**Reading text**
───

As \(\varvec{\beta }-\varvec{\xi } \in \mathcal {C}(\mathbb {X}^\top )\), we let \(\varvec{\beta }-\varvec{\xi } = \mathbb {X}^{\top }\varvec{\zeta }\) for some vector \(\varvec{\zeta }\). Assume the singular value decomposition of \(\mathbb {X}\mathbb {X}^{\top }\) be \(\varvec{U}\varvec{D}\varvec{U}^{\top }\) with diagonal entries of \(\varvec{D}\) arranged decreasingly and orthogonal \(\varvec{U}\). Thus \((\varvec{\beta }-\varvec{\xi })^{\top } \mathbb {X}^{\top }\mathbb {X}(\varvec{\beta }-\varvec{\xi })= \varvec{\zeta }^{\top }\mathbb {X}\mathbb {X}^{\top }\mathbb {X}\mathbb {X}^{\top }\varvec{\zeta }= \varvec{\zeta }^{\top }\varvec{U}\varvec{D}^2\varvec{U}^{\top }\varvec{\zeta } \ge \lambda _{\min }(\mathbb {X}\mathbb {X}^\top )\varvec{\zeta }^{\top }\varvec{U}\varvec{D}\varvec{U}^{\top }\varvec{\zeta }= \lambda _{\min }(\mathbb {X}\mathbb {X}^\top )\Vert \varvec{\beta }-\varvec{\xi }\Vert _{2}^2\). Combined with the definition of \(\mathcal {B}_{\alpha }\) and Lemma 1(e), it establishes that

$$\begin{aligned} I_{n,1}\ge \dfrac{c}{2}\lambda _{\min }(\mathbb {X}\mathbb {X}^\top )\Vert \varvec{\beta }-\varvec{\xi }\Vert _{2}^2 \ge \dfrac{c\alpha ^2 c_{5}}{2c_{1}c_{4}} p_n n^{-\omega -1}M_{2}^2 \end{aligned}$$
(19)

with probability going to 1, where c is the lower bound for \(f_{i}(\cdot )\) of in the neighborhood for 0.

Define \(\rho (Y,s)=\rho _{\tau }(Y-s)\) and omit the subscript \(\tau \) for simplicity. Note that the following Lipschitz condition holds for \(\rho (Y_i,\cdot )\),

$$\begin{aligned}{} & {} \left| \rho (Y_{i},s_{1})-\rho (Y_{i},s_{2})\right| \nonumber \\{} & {} \le \max \left\{ \tau , 1-\tau \right\} \left| s_{1}-s_{2}\right| \le \left| s_{1}-s_{2}\right| . \end{aligned}$$
(20)

───

**Data lines**
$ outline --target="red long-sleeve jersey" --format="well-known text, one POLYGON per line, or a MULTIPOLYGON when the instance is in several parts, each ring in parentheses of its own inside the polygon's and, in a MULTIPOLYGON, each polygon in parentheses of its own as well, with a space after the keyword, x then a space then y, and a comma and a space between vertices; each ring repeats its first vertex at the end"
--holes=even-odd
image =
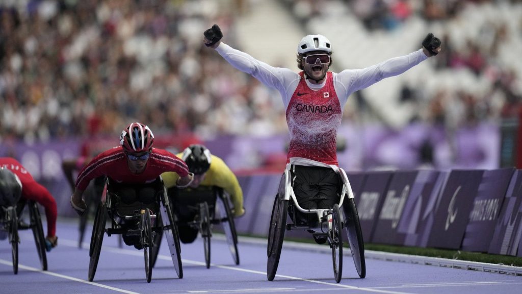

───

**Objective 1**
Answer these questions from the proof text.
(a) In what order are the diagonal entries of D arranged?
(b) How is ρ(Y, s) defined?
(c) What bound does the Lipschitz condition place on |ρ(Y_i, s₁) − ρ(Y_i, s₂)|?
**Objective 2**
Extend the proof text past its final displayed inequality.

**Exercise response 1**
(a) Decreasingly.
(b) ρ(Y, s) = ρ_τ(Y − s), with the subscript τ omitted for simplicity.
(c) It is at most max{τ, 1 − τ}|s₁ − s₂|, which is in turn at most |s₁ − s₂|.

**Exercise response 2**
By definition, \(n^{-1}\sum _{i=1}^n\left| \varvec{X}_{i}^\top (\varvec{\beta }-\varvec{\xi })\right| ^2\le \alpha ^2M_{1}^2\) holds for any \(\varvec{\beta }\in \mathcal {B}_{\alpha }\). Using (18), and (20), we have that

$$\begin{aligned} E\left| I_{n,2}\right| ^2&=E \left| \dfrac{1}{n}\sum _{i=1}^n \left[ \rho (Y_i,\varvec{X}_{i}^\top \varvec{\beta })- \rho (Y_i,\varvec{X}_{i}^\top \varvec{\xi })\right] \right. \\&\quad \left. -E\left[ \rho (Y_i,\varvec{X}_{i}^\top \varvec{\beta })- \rho (Y_i,\varvec{X}_{i}^\top \varvec{\xi })\right] \right| ^2\\&= \dfrac{1}{n^2} \sum _{i=1}^n E\left| \rho (Y_i,\varvec{X}_{i}^\top \varvec{\beta })- \rho (Y_i,\varvec{X}_{i}^\top \varvec{\xi })\right. \\&\left. -E\left[ \rho (Y_i,\varvec{X}_{i}^\top \varvec{\beta })- \rho (Y_i,\varvec{X}_{i}^\top \varvec{\xi })\right] \right| ^2\\&\le \alpha ^2M_{1}^2n^{-1}, \end{aligned}$$

which entails that

$$\begin{aligned} \left| I_{n,2}\right| =O_{P}(\alpha M_{1}n^{-1/2}). \end{aligned}$$
(21)

By assumption A2, we have

$$\begin{aligned} \Vert \varvec{\beta }^*\Vert _{2}^2\le \frac{ \{\varvec{\beta }^*\}^\top \varvec{\Sigma }\varvec{\beta }^*}{\lambda _{\min }(\varvec{\Sigma })} \le Cc_{4}c_{5}^{-1}n^{\omega }. \end{aligned}$$

Moreover, using Cauchy-Schwarz inequality, the term \(|I_{n,3}|\) is bounded by

$$\begin{aligned}&\left| I_{n,3}\right| \le 2\lambda \Vert \varvec{\xi }\Vert _{2}\sup _{\mathcal {B}_{\alpha }}\Vert {\varvec{\beta }}-\varvec{\xi }\Vert _{2}\nonumber \\&\le 2\lambda \alpha M_{2} \Vert \varvec{\beta }^*\Vert _{2} \le 2Cc_{4}c_{5}^{-1}\lambda \alpha M_{2}n^{\omega }, \end{aligned}$$
(22)

with probability approaching one.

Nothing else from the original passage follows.